Exercise prompt: Repeat each line of the material exactly.

Listed records:
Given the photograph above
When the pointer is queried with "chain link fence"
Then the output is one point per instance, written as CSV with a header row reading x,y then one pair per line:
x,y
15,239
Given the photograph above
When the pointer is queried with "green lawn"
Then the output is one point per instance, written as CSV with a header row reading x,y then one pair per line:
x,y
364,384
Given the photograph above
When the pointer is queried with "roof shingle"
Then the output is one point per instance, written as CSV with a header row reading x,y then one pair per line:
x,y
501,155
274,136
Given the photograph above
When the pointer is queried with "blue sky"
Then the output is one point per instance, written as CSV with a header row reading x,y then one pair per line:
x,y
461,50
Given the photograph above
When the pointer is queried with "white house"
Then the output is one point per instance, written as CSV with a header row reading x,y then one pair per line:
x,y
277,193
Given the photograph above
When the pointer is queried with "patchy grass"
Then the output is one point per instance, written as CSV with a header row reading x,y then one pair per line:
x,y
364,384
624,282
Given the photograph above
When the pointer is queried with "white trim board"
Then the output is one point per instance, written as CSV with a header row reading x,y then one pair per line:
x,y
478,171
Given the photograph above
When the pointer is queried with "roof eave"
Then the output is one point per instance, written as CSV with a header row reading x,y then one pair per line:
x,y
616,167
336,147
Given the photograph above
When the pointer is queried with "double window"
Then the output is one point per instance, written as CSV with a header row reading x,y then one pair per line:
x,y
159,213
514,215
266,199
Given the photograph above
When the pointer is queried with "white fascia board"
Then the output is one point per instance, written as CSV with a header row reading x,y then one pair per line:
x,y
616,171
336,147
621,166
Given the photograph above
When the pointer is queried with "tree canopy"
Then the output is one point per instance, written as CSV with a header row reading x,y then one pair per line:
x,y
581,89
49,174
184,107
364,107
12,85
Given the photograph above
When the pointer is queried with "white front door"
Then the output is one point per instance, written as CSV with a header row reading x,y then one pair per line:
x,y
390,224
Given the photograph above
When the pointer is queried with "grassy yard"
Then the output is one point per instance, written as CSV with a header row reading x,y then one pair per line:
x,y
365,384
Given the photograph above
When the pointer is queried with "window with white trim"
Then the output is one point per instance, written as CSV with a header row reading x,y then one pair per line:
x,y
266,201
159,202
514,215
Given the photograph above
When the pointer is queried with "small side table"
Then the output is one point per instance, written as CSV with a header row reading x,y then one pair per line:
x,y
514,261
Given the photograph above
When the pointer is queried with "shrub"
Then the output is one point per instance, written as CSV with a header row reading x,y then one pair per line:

Completed exercise:
Given the photograph above
When the pointer is queried with "chain link fence"
Then the output is one point per instance, written as CSV with a header row reading x,y then one pair per line:
x,y
15,239
Given the photograph above
When the pointer is queried with "green lawn"
Then the output is one point per instance, written as CSV with a header row reading x,y then one pair per line:
x,y
364,384
Given the photograph above
When the pointer is queried with "roof shingle"
Then the output is one point per instance, written as CSV with a header row reading x,y then one pair per line:
x,y
501,155
274,136
Given the photograph above
When the pointer is queried with "blue sky"
Then the output is one point per instance, written as CSV with a header row reading x,y then one pair per line:
x,y
461,50
Given the photograph above
When the pointer is queried with "white house"
Then the output is one point per instance, written as CSV with a header row reading x,y then one pair per line:
x,y
277,193
Given the photograph above
When the pointer is queried with "patchy grass"
Then the output is one point per instance, written as CSV with a header row reading x,y then one pair per line:
x,y
364,384
624,282
Given the photograph above
When the pointer is queried with "white trim board"
Then the output is one point per instance, written as CSV with a header row reading x,y then one pair per line:
x,y
478,171
Given the photograph above
When the pointer is queried with "roof eave"
Then the output is one point per instance, written as CSV with a header row reading x,y then one pair per line:
x,y
616,167
336,147
Given the photograph above
When the pointer is queried with "double window"
Then the output is one point per instance, written as CSV with a header row reading x,y then one pair per line:
x,y
159,213
514,215
266,199
Given the photograph above
When the pointer is queried with "white fascia board"
Then the output is one point per instance, written as CSV with a header row reading x,y then one pair per line:
x,y
616,171
336,147
621,166
Given the photograph above
When the pointer is queried with "tree canopy"
Then the output is one point per instance, written as CSV with a header row reading x,y then one pair per line:
x,y
581,89
49,174
184,107
364,107
12,85
Given the photograph above
When the pointer is queried with "white front door"
Then the output is one point per instance, written as CSV with a header row reading x,y then one pair per line:
x,y
390,224
Given the photograph above
When the pointer is queried with "grassy yard"
Then the output is one point per instance, written as CSV with a header row reading x,y then one pair per line:
x,y
365,384
Given the photograph above
When the pointer is queried with "window with white trim"
Then the output is one point per instance, written as CSV with a header row reading x,y then one pair per line:
x,y
266,201
159,202
514,215
Given the photograph above
When the pointer is queried with "small side table"
Then the output is one point per instance, written as CSV with a header row reading x,y then one pair per line:
x,y
514,261
Given the photograph above
When the pointer is queried with "shrub"
Then the output is one point per instance, written as CSV with a header row reading x,y then one pair per line:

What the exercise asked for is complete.